Task prompt
An exact transcription of every record is needed.
[Opening Records provided section]
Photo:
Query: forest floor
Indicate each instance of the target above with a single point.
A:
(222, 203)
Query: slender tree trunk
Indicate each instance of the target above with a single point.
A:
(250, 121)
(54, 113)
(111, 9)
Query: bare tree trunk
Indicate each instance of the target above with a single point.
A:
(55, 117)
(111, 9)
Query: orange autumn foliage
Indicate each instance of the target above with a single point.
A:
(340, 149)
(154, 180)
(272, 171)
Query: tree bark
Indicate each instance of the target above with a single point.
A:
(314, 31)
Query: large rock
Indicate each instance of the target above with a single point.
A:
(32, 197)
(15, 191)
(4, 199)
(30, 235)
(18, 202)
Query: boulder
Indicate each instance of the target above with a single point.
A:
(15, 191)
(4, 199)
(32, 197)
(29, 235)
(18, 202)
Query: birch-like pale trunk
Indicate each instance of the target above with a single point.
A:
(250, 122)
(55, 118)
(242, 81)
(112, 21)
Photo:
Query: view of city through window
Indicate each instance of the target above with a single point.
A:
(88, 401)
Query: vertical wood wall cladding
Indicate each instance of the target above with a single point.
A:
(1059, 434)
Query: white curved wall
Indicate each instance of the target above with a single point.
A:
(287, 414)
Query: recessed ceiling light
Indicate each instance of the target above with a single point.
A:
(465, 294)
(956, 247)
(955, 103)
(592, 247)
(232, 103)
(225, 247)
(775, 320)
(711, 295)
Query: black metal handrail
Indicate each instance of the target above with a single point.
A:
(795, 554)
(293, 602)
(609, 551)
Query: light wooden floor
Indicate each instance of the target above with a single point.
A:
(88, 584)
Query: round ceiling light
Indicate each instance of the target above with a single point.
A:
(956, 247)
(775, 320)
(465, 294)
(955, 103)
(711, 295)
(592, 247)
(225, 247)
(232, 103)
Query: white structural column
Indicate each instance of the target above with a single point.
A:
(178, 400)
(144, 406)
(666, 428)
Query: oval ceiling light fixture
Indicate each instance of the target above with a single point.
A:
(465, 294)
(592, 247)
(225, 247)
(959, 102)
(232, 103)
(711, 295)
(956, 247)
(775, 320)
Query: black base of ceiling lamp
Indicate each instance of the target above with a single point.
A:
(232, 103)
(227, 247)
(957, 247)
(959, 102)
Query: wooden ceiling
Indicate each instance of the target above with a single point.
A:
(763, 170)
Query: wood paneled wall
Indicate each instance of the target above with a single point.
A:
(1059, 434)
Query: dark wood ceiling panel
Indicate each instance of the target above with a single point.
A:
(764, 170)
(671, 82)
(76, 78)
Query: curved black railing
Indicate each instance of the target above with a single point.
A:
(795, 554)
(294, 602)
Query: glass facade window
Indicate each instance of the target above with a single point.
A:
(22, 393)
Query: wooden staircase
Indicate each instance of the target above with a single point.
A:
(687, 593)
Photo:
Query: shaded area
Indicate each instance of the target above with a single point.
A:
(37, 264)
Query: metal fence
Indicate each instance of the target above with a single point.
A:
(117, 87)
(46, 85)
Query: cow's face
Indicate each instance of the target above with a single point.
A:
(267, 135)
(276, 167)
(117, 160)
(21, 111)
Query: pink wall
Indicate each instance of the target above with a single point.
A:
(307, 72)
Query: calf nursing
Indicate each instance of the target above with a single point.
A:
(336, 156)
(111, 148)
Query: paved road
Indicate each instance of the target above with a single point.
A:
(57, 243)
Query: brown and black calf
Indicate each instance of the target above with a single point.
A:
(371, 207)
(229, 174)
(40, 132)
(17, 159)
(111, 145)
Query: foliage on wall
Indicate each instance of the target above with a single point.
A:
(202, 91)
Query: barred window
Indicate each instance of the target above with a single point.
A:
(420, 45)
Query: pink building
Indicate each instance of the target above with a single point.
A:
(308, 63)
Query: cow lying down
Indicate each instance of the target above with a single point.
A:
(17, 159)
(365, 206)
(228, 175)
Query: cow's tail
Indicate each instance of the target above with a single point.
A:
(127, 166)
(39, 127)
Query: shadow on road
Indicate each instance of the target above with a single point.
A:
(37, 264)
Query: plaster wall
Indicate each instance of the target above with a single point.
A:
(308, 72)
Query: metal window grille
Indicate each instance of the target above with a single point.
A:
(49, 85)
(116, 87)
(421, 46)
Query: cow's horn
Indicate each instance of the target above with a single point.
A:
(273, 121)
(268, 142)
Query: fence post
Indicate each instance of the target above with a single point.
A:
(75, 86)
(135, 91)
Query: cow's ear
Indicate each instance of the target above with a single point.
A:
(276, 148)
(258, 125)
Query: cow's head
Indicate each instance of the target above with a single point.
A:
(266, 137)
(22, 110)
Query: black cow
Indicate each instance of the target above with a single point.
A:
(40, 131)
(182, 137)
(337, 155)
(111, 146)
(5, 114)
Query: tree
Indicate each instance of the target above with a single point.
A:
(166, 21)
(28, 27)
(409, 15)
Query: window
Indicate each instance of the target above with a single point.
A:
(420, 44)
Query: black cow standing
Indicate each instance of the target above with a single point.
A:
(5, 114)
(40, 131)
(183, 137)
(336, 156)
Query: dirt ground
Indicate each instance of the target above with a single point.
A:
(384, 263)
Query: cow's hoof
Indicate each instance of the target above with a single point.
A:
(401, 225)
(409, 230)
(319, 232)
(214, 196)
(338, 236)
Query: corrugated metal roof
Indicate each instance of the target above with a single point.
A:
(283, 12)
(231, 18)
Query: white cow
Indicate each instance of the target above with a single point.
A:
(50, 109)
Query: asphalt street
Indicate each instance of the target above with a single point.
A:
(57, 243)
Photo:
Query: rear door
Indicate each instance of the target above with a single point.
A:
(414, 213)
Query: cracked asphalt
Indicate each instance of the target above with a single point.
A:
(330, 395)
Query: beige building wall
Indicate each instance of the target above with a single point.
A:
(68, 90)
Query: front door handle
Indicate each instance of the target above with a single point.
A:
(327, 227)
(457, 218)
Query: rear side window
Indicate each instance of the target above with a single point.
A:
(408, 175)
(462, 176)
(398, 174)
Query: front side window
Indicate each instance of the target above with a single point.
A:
[Closing Records provided section]
Response area
Photo:
Query: forest floor
Indicate each instance of the target above with a single point.
A:
(222, 203)
Query: slender tree trunk
Indicate each instance of the target above with a single point.
A:
(250, 121)
(54, 113)
(111, 9)
Query: bare tree trunk
Indicate each instance of the target above with a single point.
A:
(55, 117)
(111, 9)
Query: orange autumn foliage
Indicate each instance of the target above with a single point.
A:
(340, 149)
(154, 180)
(272, 171)
Query: tree bark
Indicate each instance of the target above with a single point.
A:
(314, 31)
Query: large rock
Indicate each instance of the target above with a single point.
A:
(32, 197)
(15, 191)
(4, 199)
(30, 235)
(18, 202)
Query: boulder
Indicate each instance of the target above with a single point.
A:
(15, 191)
(4, 199)
(32, 197)
(29, 235)
(18, 202)
Query: birch-like pale trunk
Indicate each instance of the target above with a single point.
A:
(250, 122)
(55, 118)
(242, 81)
(112, 21)
Photo:
Query: view of city through window
Indicate each instance of the target above with a single point.
A:
(88, 401)
Query: vertical wood wall cladding
Indicate each instance of the target above with a single point.
A:
(1059, 434)
Query: white curved wall
Indicate each instance of the target above with a single point.
A:
(287, 414)
Query: recessed ceiling light
Indicate each instance of the target above with a single point.
A:
(465, 294)
(956, 247)
(955, 103)
(592, 247)
(232, 103)
(225, 247)
(775, 320)
(711, 295)
Query: black metal handrail
Indicate each instance of the target above with a single point.
A:
(795, 554)
(293, 602)
(609, 551)
Query: light wooden floor
Indicate each instance of the target above with a single point.
A:
(88, 584)
Query: round ceiling light
Indicate each instance of the target above with a single point.
A:
(956, 247)
(775, 320)
(465, 294)
(955, 103)
(711, 295)
(592, 247)
(225, 247)
(232, 103)
Query: white structural column
Indicate each instance of the target above with a single point.
A:
(178, 400)
(144, 406)
(666, 428)
Query: oval ceiling light fixture
Indicate each instance of the target above with a single point.
A:
(465, 294)
(592, 247)
(225, 247)
(959, 102)
(232, 103)
(711, 295)
(956, 247)
(775, 320)
Query: black base of ceiling lamp
Indicate each instance of the target above with a single point.
A:
(232, 103)
(227, 247)
(957, 247)
(959, 102)
Query: wooden ceiling
Indicate each instance of the target above with a single point.
A:
(763, 170)
Query: wood paneled wall
Indicate each instance of the target above with a single point.
A:
(1059, 434)
Query: dark wood ceiling panel
Indicate each instance of the target above with a single point.
A:
(764, 170)
(671, 82)
(76, 78)
Query: curved black railing
Indicate each instance of the target above with a single point.
A:
(795, 554)
(294, 602)
Query: glass facade window
Indicate each instance of the target above with a single point.
A:
(22, 393)
Query: wooden staircase
Indicate each instance of the target above with a single point.
A:
(687, 593)
Photo:
Query: shaded area
Indicate each instance of the target above with a single point.
A:
(37, 264)
Query: metal fence
Indicate each instance of the target above with a single point.
A:
(117, 87)
(46, 85)
Query: cow's face
Indicate each instance of the target above with a single point.
A:
(267, 135)
(276, 167)
(117, 160)
(21, 111)
Query: pink wall
Indicate each instance of the target above with a single point.
A:
(307, 72)
Query: calf nursing
Indicate each instance of the target above with a single point.
A:
(336, 156)
(111, 148)
Query: paved road
Indicate each instance of the target above with a single point.
A:
(57, 243)
Query: brown and black calf
Indicate each instance of the target above with a single point.
A:
(371, 207)
(229, 174)
(40, 132)
(17, 159)
(111, 145)
Query: foliage on wall
Indicate each instance of the target above with a single point.
A:
(202, 91)
Query: barred window
Indicate each instance of the target above with a single point.
A:
(420, 45)
Query: pink building
Indicate each instance of the target above with a single point.
A:
(308, 63)
Query: cow lying down
Indicate each instance of the target above with a single point.
A:
(17, 159)
(365, 206)
(228, 175)
Query: cow's tail
Indicate each instance of the target above with a single point.
A:
(127, 166)
(39, 127)
Query: shadow on road
Indicate each instance of the target above with a single point.
A:
(37, 264)
Query: plaster wall
Indicate each instance of the target above with a single point.
A:
(308, 72)
Query: metal window grille
Indicate each instance of the target above with a single point.
A:
(49, 85)
(116, 87)
(421, 46)
Query: cow's horn
Indicate each instance of the target above with a single point.
A:
(273, 121)
(268, 142)
Query: fence post
Indicate each instance of the target above with a single point.
A:
(75, 86)
(135, 91)
Query: cow's ear
Indicate each instance of the target above with a single point.
A:
(276, 148)
(258, 125)
Query: cow's head
Indicate each instance of the target above with a single point.
A:
(266, 137)
(22, 110)
Query: black cow
Indicate each instance of the target above with a single point.
A:
(40, 131)
(182, 137)
(337, 155)
(111, 146)
(5, 114)
Query: tree
Indicate each instance of the target above with a single point.
A:
(166, 21)
(28, 27)
(409, 15)
Query: window
Indicate each instance of the target above with a single point.
A:
(420, 44)
Query: black cow standing
Indicate each instance of the target above with a single point.
A:
(5, 114)
(40, 131)
(183, 137)
(336, 156)
Query: dirt ground
Indicate each instance of the target above with a single point.
A:
(384, 263)
Query: cow's hoof
Indicate each instance of the target above with a single point.
A:
(401, 225)
(409, 230)
(319, 232)
(214, 196)
(338, 236)
Query: corrugated metal roof
Indicate each instance of the target above with a single point.
A:
(283, 12)
(231, 18)
Query: white cow
Indicate each instance of the target above with a single point.
A:
(50, 109)
Query: asphalt street
Indicate each instance of the target above with a single point.
A:
(57, 243)
Photo:
Query: rear door
Indicate each instance of the target above with a single point.
A:
(414, 213)
Query: cracked asphalt
Indicate each instance of the target above with a single point.
A:
(330, 395)
Query: beige building wall
Indicate each instance of the target above with a single point.
A:
(68, 90)
Query: front door handle
Indicate each instance of the target above with a single point.
A:
(327, 227)
(457, 218)
Query: rear side window
Indicate each instance of the target above with a single point.
A:
(408, 175)
(462, 176)
(398, 174)
Query: front side window
Indicate each instance of the target above with a single point.
A:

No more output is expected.